** START OF Record excerpts **

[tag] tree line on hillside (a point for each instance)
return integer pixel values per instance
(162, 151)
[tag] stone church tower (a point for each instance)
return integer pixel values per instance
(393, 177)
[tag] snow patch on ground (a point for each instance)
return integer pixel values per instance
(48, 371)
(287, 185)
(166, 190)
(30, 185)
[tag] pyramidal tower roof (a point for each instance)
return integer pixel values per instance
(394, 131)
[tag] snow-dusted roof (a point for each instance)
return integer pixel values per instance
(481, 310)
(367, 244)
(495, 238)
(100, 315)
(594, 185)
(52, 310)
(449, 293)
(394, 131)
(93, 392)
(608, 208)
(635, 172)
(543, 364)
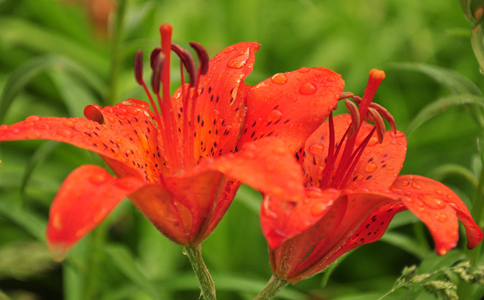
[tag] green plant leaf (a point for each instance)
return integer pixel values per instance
(478, 46)
(405, 243)
(441, 105)
(445, 171)
(125, 262)
(454, 81)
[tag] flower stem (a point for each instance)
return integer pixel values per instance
(204, 278)
(274, 286)
(116, 53)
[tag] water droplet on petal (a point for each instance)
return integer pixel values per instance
(122, 111)
(239, 61)
(274, 116)
(318, 209)
(33, 135)
(32, 118)
(370, 167)
(434, 203)
(64, 132)
(441, 217)
(416, 186)
(279, 78)
(69, 123)
(98, 178)
(308, 89)
(316, 149)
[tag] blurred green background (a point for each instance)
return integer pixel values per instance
(58, 56)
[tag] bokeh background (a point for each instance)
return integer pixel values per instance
(58, 56)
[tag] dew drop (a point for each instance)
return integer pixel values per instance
(64, 132)
(441, 217)
(316, 149)
(370, 167)
(69, 123)
(434, 203)
(122, 111)
(33, 135)
(318, 209)
(32, 118)
(274, 116)
(239, 61)
(279, 78)
(308, 89)
(98, 178)
(416, 186)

** END OF Record excerpts **

Your instructions - Reproduce every line of the items from the line that contains "[tag] blurred green" through the final line, offsetting both the x and y value of each pixel coordinate by +64. Copy all other lines unchanged.

Worked answer -
[tag] blurred green background (a point for each instance)
return integer pixel values per instance
(122, 120)
[tag] bokeh background (a point for each instance)
return integer pixel values per instance
(122, 120)
[tag] dew drop (a point for each instance)
return integer pixel values per instance
(128, 196)
(505, 281)
(380, 213)
(434, 231)
(133, 187)
(498, 267)
(186, 175)
(97, 199)
(382, 273)
(96, 182)
(338, 180)
(303, 125)
(343, 142)
(372, 153)
(162, 242)
(480, 250)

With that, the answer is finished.